Coordinate labeling data
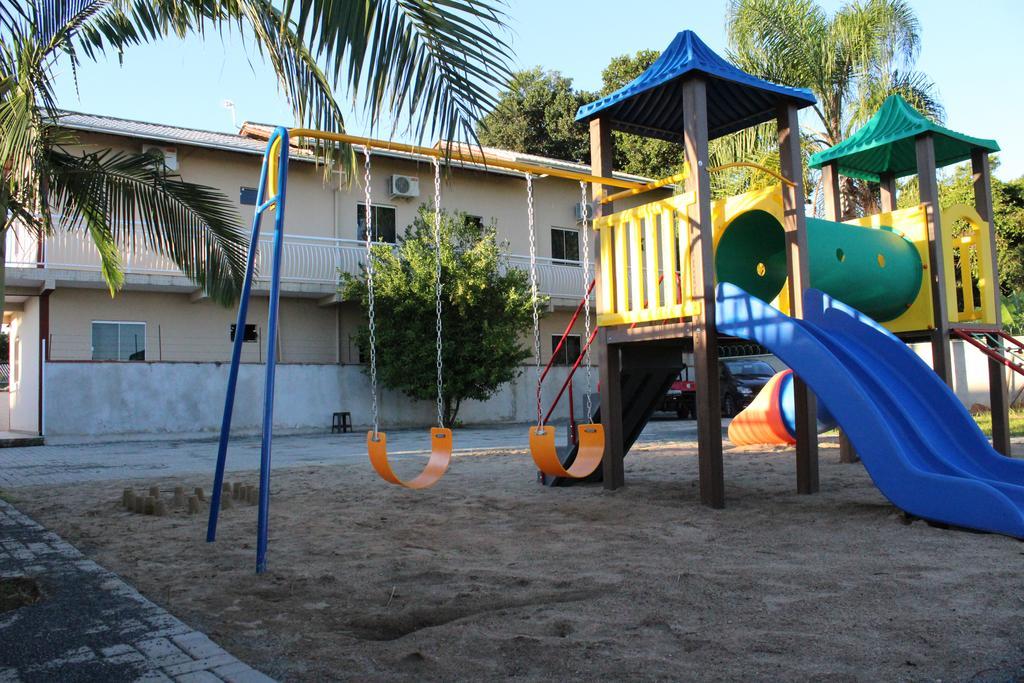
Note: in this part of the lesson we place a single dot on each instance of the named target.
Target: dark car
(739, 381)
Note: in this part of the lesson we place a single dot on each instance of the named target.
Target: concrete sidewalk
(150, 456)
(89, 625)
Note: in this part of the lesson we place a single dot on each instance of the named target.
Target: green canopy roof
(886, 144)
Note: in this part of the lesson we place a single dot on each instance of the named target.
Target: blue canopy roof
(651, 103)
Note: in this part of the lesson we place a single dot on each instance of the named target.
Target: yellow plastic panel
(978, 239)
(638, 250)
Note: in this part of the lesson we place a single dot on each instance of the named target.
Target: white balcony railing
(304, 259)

---

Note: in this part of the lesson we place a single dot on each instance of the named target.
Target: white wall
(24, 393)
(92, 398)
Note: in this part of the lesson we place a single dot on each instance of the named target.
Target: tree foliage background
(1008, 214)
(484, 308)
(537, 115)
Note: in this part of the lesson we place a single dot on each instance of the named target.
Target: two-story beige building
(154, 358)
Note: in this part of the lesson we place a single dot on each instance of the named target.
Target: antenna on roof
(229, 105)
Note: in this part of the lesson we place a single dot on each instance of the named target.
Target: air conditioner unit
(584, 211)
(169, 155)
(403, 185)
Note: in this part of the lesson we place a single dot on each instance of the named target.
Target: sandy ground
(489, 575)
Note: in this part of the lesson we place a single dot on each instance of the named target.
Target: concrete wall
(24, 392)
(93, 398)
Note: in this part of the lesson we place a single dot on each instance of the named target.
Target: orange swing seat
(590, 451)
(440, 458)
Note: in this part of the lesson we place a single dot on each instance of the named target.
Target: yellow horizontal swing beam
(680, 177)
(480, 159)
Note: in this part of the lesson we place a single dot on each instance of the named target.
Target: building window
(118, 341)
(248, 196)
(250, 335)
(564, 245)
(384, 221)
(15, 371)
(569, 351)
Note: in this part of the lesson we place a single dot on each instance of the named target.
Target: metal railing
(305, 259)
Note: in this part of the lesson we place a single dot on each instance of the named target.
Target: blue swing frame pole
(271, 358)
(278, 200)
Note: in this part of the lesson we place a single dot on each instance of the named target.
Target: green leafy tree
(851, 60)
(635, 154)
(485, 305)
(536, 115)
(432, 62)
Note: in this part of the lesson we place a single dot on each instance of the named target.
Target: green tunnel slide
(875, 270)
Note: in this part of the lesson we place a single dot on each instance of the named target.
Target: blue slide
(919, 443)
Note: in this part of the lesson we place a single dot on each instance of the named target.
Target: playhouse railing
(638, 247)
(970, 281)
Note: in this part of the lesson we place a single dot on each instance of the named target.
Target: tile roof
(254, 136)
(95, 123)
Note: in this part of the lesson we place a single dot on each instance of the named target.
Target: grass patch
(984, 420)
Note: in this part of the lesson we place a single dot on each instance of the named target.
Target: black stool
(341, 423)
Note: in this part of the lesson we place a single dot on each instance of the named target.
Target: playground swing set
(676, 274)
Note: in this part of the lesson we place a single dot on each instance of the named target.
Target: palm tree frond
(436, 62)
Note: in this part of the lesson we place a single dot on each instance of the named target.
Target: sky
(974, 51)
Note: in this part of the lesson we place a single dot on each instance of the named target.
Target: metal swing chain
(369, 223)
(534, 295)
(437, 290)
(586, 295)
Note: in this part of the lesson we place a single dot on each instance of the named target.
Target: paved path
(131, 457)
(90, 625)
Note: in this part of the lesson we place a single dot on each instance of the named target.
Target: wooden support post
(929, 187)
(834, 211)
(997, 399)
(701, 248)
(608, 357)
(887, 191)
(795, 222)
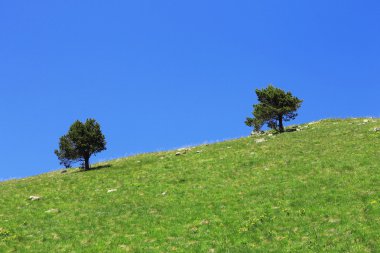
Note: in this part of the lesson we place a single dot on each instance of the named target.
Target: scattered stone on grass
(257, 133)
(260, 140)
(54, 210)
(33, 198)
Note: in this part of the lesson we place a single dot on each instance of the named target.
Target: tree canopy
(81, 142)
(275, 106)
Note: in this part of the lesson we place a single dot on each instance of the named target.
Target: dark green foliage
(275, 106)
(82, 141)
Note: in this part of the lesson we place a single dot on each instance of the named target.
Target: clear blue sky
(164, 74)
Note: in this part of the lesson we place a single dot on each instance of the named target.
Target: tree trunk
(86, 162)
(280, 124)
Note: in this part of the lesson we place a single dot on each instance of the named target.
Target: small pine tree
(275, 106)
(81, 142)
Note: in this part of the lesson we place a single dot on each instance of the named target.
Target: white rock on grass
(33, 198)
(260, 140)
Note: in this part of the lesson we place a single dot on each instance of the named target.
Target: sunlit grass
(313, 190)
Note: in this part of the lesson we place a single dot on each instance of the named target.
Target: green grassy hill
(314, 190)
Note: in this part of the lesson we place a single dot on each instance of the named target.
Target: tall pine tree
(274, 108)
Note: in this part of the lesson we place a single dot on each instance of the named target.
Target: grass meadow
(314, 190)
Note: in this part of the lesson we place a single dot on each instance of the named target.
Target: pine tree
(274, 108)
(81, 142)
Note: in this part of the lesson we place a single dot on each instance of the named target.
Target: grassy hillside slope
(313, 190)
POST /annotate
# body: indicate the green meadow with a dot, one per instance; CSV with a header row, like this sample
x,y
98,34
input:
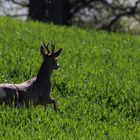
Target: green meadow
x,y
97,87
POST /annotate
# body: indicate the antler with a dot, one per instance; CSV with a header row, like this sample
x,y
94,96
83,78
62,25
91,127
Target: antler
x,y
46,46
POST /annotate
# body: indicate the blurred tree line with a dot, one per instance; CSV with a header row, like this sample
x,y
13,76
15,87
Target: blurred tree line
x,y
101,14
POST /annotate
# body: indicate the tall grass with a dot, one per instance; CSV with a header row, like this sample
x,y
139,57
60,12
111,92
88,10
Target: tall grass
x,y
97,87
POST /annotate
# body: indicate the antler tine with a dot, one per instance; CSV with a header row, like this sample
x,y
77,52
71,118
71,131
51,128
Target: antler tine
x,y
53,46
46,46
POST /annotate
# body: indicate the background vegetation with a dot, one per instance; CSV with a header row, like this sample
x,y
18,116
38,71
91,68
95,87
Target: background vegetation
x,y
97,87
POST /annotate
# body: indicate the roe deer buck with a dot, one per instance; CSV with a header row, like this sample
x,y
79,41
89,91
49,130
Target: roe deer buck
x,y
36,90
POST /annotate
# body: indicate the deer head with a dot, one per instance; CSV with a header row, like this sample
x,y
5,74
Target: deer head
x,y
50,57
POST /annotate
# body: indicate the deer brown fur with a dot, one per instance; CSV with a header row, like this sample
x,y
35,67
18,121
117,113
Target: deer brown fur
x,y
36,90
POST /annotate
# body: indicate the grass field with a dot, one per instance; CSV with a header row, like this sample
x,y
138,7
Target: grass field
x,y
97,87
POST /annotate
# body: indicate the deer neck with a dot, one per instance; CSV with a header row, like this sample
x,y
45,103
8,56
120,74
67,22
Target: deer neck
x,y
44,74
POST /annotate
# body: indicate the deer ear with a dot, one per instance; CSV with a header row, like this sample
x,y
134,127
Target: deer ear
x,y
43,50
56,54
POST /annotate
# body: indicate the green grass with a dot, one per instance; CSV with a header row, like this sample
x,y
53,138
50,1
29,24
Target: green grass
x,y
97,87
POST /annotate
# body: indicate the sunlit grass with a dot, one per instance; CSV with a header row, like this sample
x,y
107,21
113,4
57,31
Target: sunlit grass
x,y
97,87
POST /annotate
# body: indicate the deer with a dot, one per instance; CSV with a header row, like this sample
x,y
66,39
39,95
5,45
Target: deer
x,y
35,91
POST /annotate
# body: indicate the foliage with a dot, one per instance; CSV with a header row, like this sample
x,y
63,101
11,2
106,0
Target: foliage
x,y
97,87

◆ **What this task involves**
List every line in the data above that contains the string "metal".

◆ **Solution to the exercise**
Target: metal railing
Target: metal swing chain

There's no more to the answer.